Aim of the task: Pick out every row below that contains the string "shirt", treating uppercase and lowercase as different, and copy each of those rows.

--- start Information provided ---

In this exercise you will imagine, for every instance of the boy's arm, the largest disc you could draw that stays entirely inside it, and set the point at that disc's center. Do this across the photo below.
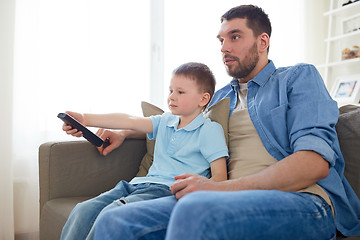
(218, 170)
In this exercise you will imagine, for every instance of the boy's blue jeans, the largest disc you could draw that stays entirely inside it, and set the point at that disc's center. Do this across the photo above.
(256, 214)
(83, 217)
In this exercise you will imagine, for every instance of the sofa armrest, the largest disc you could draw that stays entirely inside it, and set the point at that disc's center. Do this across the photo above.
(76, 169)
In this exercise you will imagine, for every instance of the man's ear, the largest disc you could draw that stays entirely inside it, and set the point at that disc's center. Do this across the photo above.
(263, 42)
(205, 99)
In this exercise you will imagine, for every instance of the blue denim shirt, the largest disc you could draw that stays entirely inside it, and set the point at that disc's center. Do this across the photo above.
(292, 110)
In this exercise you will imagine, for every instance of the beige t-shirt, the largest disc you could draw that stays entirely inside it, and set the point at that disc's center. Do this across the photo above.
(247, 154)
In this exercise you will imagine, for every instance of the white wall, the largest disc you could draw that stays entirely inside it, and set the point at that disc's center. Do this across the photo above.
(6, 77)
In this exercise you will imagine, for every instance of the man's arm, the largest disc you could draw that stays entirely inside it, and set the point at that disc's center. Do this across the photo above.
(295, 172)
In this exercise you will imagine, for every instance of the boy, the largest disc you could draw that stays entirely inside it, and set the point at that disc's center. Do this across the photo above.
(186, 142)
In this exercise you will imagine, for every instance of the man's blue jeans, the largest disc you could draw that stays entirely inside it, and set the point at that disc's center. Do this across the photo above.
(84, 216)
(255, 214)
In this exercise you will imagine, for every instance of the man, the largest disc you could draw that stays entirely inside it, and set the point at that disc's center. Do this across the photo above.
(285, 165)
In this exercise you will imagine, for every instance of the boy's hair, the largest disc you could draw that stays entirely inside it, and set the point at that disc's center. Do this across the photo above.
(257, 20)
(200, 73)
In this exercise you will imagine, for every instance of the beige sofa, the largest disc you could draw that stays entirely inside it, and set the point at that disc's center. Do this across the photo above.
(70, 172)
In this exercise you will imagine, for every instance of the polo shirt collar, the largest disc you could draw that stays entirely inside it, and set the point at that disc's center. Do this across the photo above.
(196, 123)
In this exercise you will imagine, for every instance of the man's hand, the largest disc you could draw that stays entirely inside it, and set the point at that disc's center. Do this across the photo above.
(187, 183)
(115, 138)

--- end Information provided ---
--- start Information provided ---

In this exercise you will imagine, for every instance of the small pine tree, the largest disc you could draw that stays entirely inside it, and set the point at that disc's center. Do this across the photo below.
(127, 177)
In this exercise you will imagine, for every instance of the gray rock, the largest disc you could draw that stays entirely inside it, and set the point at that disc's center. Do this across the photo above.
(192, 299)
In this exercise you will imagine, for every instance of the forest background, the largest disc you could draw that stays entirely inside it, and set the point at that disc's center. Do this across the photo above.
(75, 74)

--- end Information provided ---
--- start Information provided ---

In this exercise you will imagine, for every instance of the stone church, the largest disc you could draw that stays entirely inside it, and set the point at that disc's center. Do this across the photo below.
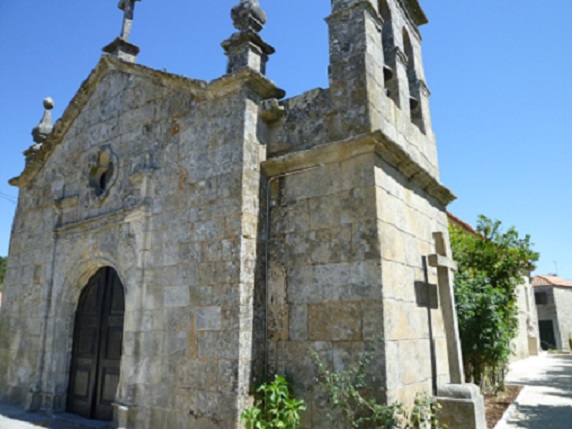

--- end Information provided ---

Exercise response:
In this exercise you will imagine, for every instance of the blue denim shirt, the largest disc you could draw that stays entirely inside it, and set the point at that disc's center. Do this across the photo above.
In this exercise you will imagine, for every instance of the beige t-shirt, the largest disc you could draw that stays entirely inside it, and set the point at that disc's center. Do this across the photo above.
In this exercise you will imagine, for every instance of the polo shirt collar, the largest disc you could draw that stays entirely inside it, and set the point at that disc's center. Do this across the photo above.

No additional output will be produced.